Problem to work on:
Find every line in the records that contains the word "yellow" and copy each one, matching case exactly.
----
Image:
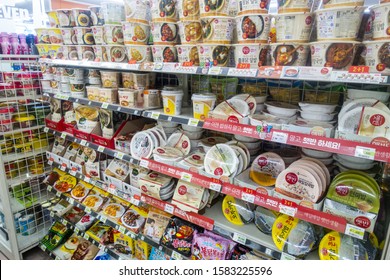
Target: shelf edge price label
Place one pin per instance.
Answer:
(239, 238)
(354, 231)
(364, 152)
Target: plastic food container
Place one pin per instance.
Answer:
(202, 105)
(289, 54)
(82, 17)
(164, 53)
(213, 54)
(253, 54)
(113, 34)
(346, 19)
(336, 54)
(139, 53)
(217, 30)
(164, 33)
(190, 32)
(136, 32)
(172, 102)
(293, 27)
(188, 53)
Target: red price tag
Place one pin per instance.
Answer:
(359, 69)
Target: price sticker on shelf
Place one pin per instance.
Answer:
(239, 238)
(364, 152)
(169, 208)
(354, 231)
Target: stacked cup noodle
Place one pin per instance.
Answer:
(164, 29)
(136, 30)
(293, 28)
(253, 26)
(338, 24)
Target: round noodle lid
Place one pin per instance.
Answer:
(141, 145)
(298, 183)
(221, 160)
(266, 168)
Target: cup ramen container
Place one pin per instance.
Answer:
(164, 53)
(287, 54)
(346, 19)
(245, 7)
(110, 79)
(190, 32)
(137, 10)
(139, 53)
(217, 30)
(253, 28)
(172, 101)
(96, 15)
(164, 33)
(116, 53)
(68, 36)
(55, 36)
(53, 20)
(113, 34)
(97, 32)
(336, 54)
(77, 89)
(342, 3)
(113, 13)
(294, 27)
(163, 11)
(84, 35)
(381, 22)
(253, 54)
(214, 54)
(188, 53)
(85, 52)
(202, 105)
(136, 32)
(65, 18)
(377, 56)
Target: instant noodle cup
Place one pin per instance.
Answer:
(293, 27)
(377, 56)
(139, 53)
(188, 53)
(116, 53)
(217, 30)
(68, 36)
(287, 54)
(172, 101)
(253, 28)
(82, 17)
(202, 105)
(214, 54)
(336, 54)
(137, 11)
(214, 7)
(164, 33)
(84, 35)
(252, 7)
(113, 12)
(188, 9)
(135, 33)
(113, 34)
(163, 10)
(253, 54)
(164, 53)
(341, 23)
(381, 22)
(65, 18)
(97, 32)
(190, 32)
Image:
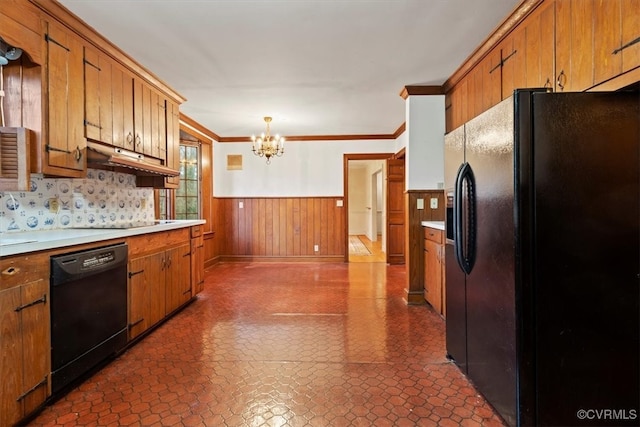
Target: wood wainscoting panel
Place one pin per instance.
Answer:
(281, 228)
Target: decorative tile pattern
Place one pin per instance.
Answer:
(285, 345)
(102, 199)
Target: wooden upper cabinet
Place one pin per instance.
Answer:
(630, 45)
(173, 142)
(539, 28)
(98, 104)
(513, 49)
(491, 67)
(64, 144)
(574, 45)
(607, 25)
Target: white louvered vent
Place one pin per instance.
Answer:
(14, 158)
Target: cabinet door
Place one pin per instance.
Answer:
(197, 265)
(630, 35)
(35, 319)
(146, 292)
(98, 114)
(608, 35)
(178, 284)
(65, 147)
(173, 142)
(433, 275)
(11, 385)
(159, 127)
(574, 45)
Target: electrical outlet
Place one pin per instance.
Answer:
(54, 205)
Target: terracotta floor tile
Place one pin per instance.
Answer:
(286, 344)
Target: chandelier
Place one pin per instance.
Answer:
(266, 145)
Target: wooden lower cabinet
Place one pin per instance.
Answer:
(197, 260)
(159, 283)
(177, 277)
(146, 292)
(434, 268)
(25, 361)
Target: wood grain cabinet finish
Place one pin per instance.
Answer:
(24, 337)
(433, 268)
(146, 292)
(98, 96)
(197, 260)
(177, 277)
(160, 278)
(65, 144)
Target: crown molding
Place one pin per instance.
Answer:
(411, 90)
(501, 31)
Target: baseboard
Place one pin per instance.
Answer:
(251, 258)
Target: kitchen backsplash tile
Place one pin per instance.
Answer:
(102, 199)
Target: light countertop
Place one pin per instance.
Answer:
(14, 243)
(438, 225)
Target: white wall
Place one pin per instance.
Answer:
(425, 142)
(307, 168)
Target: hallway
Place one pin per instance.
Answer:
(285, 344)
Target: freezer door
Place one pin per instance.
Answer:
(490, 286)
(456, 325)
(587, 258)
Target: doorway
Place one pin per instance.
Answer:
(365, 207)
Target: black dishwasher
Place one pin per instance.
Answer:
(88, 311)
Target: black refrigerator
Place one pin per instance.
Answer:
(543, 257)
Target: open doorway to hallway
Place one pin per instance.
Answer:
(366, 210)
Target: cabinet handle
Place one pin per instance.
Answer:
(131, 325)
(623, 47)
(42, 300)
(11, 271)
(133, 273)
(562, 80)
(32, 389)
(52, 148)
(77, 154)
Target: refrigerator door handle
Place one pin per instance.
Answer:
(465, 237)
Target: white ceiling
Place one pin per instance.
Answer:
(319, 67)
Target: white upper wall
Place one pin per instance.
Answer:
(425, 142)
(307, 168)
----
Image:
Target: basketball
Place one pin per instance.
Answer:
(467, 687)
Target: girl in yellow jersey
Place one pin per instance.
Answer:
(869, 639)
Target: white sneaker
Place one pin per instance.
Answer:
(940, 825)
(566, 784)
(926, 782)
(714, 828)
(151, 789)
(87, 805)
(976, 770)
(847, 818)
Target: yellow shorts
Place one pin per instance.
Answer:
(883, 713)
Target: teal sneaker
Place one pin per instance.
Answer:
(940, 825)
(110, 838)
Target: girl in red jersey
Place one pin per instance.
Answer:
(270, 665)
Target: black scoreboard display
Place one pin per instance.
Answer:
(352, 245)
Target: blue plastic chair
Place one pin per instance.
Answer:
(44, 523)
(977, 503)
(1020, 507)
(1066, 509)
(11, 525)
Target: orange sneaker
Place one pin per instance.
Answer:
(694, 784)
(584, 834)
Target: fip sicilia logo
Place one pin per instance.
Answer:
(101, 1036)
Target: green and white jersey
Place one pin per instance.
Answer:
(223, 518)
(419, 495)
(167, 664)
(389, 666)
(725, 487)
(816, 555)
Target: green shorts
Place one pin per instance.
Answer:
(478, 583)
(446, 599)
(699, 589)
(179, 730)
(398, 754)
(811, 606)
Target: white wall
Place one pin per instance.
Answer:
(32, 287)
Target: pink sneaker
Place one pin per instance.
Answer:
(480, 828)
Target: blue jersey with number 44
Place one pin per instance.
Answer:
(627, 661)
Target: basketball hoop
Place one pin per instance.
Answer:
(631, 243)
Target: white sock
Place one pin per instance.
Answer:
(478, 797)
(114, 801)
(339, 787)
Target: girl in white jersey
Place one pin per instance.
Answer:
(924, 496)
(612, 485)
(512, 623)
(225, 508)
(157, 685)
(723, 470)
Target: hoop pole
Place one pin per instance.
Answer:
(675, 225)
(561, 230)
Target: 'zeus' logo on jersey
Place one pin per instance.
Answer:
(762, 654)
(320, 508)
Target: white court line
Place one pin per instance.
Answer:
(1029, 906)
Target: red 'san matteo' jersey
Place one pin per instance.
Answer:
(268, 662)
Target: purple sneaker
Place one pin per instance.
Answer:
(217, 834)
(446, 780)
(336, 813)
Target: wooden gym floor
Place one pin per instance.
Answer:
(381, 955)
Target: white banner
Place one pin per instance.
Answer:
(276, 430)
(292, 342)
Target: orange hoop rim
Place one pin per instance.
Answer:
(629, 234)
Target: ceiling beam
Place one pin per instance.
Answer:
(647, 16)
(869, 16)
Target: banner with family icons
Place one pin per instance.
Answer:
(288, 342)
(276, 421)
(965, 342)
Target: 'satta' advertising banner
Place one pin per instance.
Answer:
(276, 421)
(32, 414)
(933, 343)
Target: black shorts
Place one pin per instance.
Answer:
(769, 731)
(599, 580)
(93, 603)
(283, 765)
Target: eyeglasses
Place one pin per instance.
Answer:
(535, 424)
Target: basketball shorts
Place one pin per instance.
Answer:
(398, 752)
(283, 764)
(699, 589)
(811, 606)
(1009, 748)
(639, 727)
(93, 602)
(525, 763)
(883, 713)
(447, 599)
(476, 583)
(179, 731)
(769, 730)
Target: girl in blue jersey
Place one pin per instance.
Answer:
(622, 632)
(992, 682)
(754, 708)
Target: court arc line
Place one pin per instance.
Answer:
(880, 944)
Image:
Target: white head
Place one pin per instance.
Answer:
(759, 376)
----
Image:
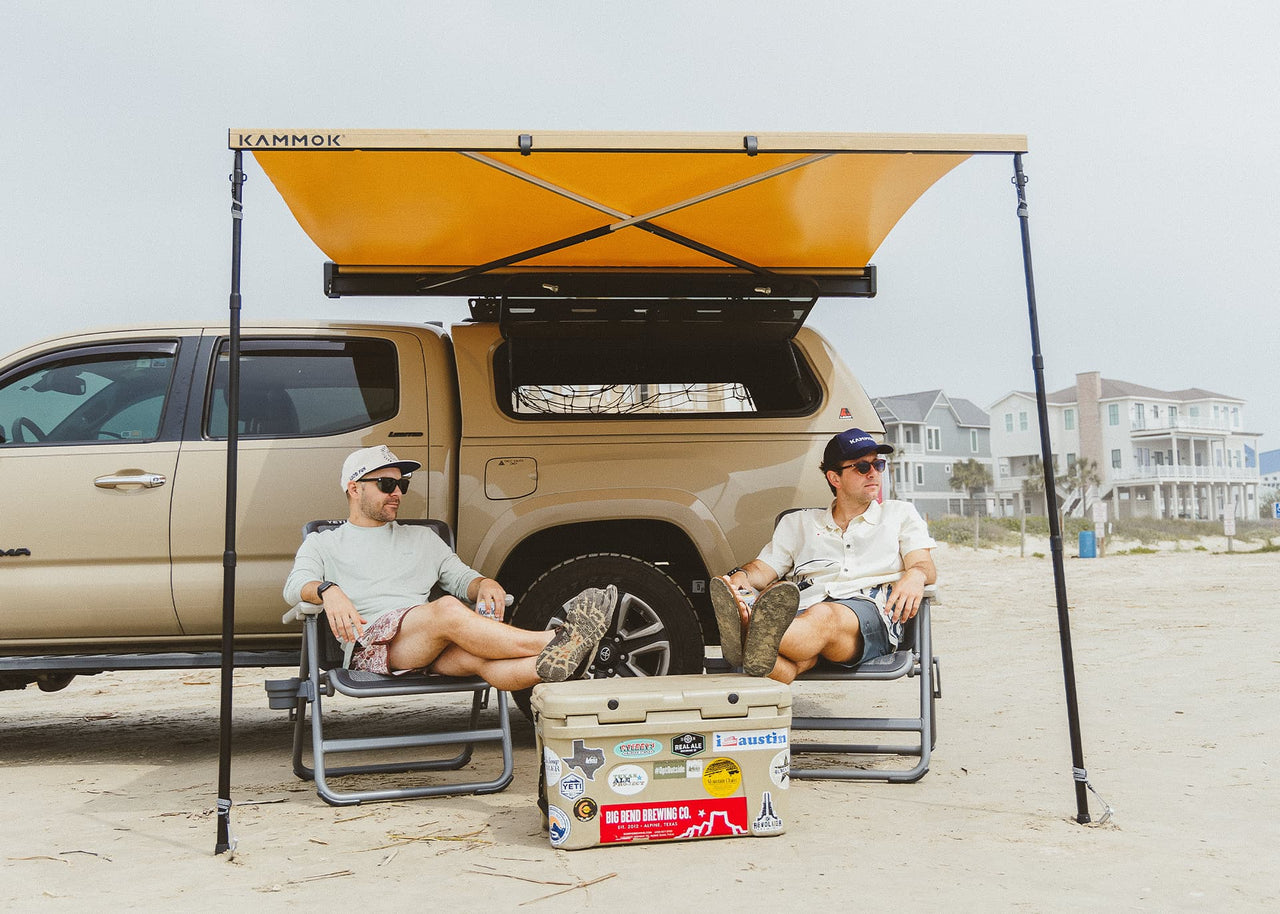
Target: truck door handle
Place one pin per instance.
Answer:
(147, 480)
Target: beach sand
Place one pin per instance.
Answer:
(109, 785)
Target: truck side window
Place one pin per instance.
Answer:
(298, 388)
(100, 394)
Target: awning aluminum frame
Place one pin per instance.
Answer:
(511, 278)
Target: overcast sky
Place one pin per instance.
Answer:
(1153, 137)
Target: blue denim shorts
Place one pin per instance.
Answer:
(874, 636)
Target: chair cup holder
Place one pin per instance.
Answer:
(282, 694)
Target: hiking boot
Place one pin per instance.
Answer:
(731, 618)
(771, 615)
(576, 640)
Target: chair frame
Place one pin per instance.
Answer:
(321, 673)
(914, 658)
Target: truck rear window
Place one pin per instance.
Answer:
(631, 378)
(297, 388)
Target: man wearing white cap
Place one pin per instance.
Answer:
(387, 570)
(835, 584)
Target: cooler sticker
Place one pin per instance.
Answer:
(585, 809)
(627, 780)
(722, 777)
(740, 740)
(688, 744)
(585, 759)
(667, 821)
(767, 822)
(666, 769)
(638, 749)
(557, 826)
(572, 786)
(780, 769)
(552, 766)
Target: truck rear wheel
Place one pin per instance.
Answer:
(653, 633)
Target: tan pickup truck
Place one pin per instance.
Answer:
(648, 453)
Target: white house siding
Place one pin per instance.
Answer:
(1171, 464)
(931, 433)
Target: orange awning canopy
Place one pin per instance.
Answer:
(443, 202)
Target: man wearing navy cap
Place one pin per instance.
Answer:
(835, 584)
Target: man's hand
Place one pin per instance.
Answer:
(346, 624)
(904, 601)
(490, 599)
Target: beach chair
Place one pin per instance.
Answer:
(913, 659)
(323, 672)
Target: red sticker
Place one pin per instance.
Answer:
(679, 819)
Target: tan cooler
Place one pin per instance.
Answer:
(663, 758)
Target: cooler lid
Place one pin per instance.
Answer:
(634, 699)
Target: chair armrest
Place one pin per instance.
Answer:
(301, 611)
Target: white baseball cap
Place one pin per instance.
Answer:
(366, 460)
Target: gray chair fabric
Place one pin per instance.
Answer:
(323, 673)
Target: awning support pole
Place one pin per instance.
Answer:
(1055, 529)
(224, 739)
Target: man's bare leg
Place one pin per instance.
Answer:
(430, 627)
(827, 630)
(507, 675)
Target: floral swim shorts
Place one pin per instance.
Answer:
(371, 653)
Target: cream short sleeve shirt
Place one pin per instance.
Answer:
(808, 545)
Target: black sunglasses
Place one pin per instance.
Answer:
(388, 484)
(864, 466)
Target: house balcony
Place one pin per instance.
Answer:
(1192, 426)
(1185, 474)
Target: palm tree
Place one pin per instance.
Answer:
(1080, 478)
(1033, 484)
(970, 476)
----
Exercise response:
Target: girl in yellow jersey
Target: yellow shorts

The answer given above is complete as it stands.